A couple of months ago, I went without sugar for 4 days. Don't worry. I didn't kill anyone.
It started out as a one day experiment. I had been feeling dizzy and was having headaches, and I was wondering if it might be some sort of sugar-related "ish-ah."
It probably had nothing to do with the 102 Rollo candies I had consumed in the matter of a few days.
They're just so leeeeeeetle.
Anyway, the first day wasn't too bad...the going-without-sugar thing...so I decided to stick with it and see if I could tell a difference after several days.
*DISCLAIMER* I'm sure in 4 days I had SOME sugar...like in my salad dressing, or in ketsup. I didn't give that stuff up, or even use the "sugar-free" or "lite" versions, because that's just crazy talk.
But I was doing pretty well...
Until...
I got invited to lunch at Mimi's. If you have one of those near you, then you already know where I'm going with this. If you don't, Mimi's is a great little lunch place. They have lots of salads, quiches and sandwiches, as well as some entree items. But the best part of lunch at Mimi's is...THE MUFFIN. Seriously. After you order and before your meal, they bring out a huge muffin (of your choice). And it's warm. And it's huge. BE.STILL.MY.HEART.
Warning...I digress...
I ate at Mimi's one day with my daughter. She ordered the chocolate mousse muffin...it's new. I had never heard of the chocolate mousse muffin, but I was afraid that much chocolate would do me IN (and this was even before I went on my no-sugar phase), so I got my regular stand-by: the Buttermilk Spice. Which is to die for. And anyway, the waiter set my muffin down and then set Holly's chocolate mousse muffin down beside it, and I swurh I heard angels singing.
It was so beautiful, I nearly cried.
But then Holly ate it.
But that was then and this was not...and I was back at Mimi's with my friend, Ruth, and we both order the quiche. Then, the waitress asks what kind of muffin we want, and I ordered the buttermilk spice, because...HELLO? Ruth asks her to list the choices and the waitress goes down the list. When she gets to the chocolate mousse muffin, I stop her...and I tell Ruth all about how it's NEW and how it's huge and how I heard the angels sing and all of that. I know Ruth is gonna order it because she loves chocolate as much as I do. But then I remembered and said (which this waitress conVENiently also forgot to mention)..."oh! This muffin is an extra 30 cents, and the guy last time didn't tell me that."
Not that it's a huge deal...they should just tell a person.

(Phrase grounding entries)
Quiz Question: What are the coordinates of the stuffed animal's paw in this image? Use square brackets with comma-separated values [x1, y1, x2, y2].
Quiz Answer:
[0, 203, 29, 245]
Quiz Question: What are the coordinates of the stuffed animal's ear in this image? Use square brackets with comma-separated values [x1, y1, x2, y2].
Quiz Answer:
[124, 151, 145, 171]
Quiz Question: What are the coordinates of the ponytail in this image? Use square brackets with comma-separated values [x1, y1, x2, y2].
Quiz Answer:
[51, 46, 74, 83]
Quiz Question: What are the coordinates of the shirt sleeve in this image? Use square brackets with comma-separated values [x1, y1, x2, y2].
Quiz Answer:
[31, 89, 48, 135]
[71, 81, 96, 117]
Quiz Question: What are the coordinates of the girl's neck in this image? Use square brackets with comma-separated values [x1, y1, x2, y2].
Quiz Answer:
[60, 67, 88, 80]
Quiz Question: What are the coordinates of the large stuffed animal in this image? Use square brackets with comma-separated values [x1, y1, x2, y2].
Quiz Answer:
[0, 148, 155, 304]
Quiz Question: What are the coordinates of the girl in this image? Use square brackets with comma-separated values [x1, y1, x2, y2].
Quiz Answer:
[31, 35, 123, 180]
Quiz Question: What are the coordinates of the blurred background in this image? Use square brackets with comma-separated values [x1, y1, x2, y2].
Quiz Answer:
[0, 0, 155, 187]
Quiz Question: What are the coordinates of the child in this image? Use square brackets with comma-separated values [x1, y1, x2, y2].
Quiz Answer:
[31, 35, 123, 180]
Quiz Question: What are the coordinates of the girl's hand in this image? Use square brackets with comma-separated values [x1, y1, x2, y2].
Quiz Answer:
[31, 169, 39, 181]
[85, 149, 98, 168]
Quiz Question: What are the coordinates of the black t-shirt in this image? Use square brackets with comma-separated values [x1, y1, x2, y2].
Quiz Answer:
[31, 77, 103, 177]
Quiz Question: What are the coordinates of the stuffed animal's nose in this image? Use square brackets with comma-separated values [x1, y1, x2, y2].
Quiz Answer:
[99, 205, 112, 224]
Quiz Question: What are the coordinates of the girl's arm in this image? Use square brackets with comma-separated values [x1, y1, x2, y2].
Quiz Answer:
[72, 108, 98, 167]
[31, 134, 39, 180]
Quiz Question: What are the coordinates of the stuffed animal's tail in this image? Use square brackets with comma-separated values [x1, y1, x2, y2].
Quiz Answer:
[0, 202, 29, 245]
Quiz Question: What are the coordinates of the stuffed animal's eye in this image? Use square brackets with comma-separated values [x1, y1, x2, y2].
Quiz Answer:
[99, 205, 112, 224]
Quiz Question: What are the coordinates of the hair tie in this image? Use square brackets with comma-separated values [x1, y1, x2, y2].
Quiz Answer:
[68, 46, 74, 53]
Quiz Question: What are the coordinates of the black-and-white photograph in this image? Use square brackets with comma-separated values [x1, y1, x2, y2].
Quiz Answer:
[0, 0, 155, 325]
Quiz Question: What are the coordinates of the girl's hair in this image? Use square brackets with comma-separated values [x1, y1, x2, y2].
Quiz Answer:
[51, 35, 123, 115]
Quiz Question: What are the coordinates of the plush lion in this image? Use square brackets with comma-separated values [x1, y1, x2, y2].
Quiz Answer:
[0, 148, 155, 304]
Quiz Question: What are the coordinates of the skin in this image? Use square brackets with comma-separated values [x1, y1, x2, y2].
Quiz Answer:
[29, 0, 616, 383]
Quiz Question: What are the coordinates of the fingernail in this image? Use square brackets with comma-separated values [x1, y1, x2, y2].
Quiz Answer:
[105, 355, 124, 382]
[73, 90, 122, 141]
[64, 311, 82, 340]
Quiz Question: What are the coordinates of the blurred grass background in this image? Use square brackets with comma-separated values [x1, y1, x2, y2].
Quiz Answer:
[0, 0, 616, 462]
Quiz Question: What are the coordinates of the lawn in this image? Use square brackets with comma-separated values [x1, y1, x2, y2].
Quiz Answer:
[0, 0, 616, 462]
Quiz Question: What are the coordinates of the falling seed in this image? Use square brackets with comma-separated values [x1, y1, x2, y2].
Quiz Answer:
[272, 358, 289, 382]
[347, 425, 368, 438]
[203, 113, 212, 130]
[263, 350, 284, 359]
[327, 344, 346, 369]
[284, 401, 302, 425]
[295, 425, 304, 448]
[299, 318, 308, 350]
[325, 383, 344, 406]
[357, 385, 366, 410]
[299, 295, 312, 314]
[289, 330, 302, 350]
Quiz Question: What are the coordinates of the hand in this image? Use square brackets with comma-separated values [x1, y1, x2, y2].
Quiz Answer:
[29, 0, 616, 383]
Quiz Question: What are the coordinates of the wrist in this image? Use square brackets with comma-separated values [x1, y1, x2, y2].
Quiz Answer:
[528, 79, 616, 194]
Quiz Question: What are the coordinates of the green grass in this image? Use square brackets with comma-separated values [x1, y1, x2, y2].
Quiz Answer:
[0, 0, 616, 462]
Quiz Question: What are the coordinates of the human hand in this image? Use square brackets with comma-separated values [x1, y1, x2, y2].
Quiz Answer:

#### DIRECTIONS
a: Answer these from the post about going without sugar:
(i) For how many days did the writer go without sugar?
(ii) How many Rollo candies had the writer eaten in a few days?
(iii) How much extra does the chocolate mousse muffin cost?
b: Repeat word for word the part of the post about going without sugar that begins at the words "A couple of" and stops after "doing pretty well...".
c: Pick up the post about going without sugar after its last sentence and write what comes next.
The entries above are separate material and not part of the post about going without sugar.

#### RESPONSES FOR EACH TASK
a:
(i) 4 days
(ii) 102
(iii) 30 cents

b:
A couple of months ago, I went without sugar for 4 days. Don't worry. I didn't kill anyone.
It started out as a one day experiment. I had been feeling dizzy and was having headaches, and I was wondering if it might be some sort of sugar-related "ish-ah."
It probably had nothing to do with the 102 Rollo candies I had consumed in the matter of a few days.
They're just so leeeeeeetle.
Anyway, the first day wasn't too bad...the going-without-sugar thing...so I decided to stick with it and see if I could tell a difference after several days.
*DISCLAIMER* I'm sure in 4 days I had SOME sugar...like in my salad dressing, or in ketsup. I didn't give that stuff up, or even use the "sugar-free" or "lite" versions, because that's just crazy talk.
But I was doing pretty well...

c:
So, the waitress tells us...kind of under her breath...that if we want the chocolate mousse muffin, she'll get it for us at no charge.
I KNOW!
I decide to stay with the buttermilk spice, but Ruth starts asking her all kinds of questions about the chocolate mousse muffin: was it white chocolate or dark chocolate or regular chocolate? Was there frosting or a glaze? Any sort of cream in the middle? Was there a topping? Our waitress answered all of her questions patiently, and then Ruth goes, "Ok, I'll take the carrot cake muffin."
And I fell out! Because...whaaaaat?
Anyway, when the muffin came, I had already decided I would just eat the top...the part that overflowed the cop and kind of hung over. I slowly picked it off. It was warm and soft and had sugar sprinkled on top.
Y-U-M.
And then I just let the rest of the muffin sit there, all alone, while we ate. I wanted to pick it up and push it into my face and just let it crumble into my mouth until it was gone. But I didn't. And I intended to leave what was left of it on my place when lunch was over...but I didn't. I rolled that bad boy up in a napkin, and stuffed it into my purse.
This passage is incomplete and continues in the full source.